• Excerpt provided:
Women in Software Engineering: How Females are Reshaping The Industry
Despite all the difficulties women leave powerful footprints in every sector over the globe. But unfortunately, Women in the software industry are still outnumbered. According to a Microsoft report, globally women account for 52% of non-tech jobs but only 20% of tech jobs.
It’s not like women don’t have any control over this field; there are multiple factors that make the number less than men. The good news is that the number of female software engineers is increasing, and they have accomplished a great position in the tech world. Compared to the last century, the 21st century has many successful female leaders in this sector. Moreover, rising remote working opportunities become an important equalizer in the tech jobs market.
However, it’s about time women have a strong place in the tech world. Kike Oniwinde, for example, the founder & CEO of the BYP Network is considered a powerful leader in the tech industry. You will learn about many more inspiring characters like her later in this blog.
Today we’re going to talk about the tech industry evolution VS the female revolution over the time period.
Present State of Female Software Engineer in Number
According to Statista, in 2020, only about 25% of employees in Google, Apple, Facebook, Amazon, and Microsoft (GAFAM) are female, and only 20% of the leadership positions are female.
Another research shows that 71% of women experienced working in a tech company with a strong “bro culture”.
WOMEN in Tech arranged a tech survey in order to find out why women are not entering into this industry, or what issues they were facing in their tech role. After questioning a large number of female employees and students they get the below results-
- The majority of women (82%) believe there are more males than females in tech
- 52% said they had experience gender discrimination of gender bias in the workplace
- 81% of women believe the technology industry would benefit from having a gender equal workforce
- 70% of women from both large organisations and SME’s reported a gender imbalance in their workplace
- 88% of women would be drawn towards an organisation that speaks openly about diversity
But the fact is hiring a workforce with a balanced combination of men and women is a great way to lead and shape the industry.
Besides, you must understand technical jobs are not limited to only coding. This diverse sector needs expertise in several fields including digital marketing, e-commerce, content, social media strategy, gadgets, and others. All these infrastructures are essential functions of the tech industry.

• Given information:
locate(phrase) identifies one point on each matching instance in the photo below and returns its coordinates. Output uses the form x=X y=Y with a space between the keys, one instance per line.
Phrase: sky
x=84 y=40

• Requirements:
1. Using the article on women in software engineering, answer these:
(a) In the Microsoft report, what share of tech jobs do women hold globally?
(b) Who is the founder and CEO of the BYP Network?
(c) What percentage of women in the survey would be drawn to an organization that speaks openly about diversity?
2. Put this sentence from the article on women in software engineering into Spanish: "But the fact is hiring a workforce with a balanced combination of men and women is a great way to lead and shape the industry."

• Completed exercise:
1.
(a) 20%
(b) Kike Oniwinde
(c) 88%

2. Pero lo cierto es que contratar una plantilla con una combinación equilibrada de hombres y mujeres es una excelente manera de liderar y dar forma a la industria.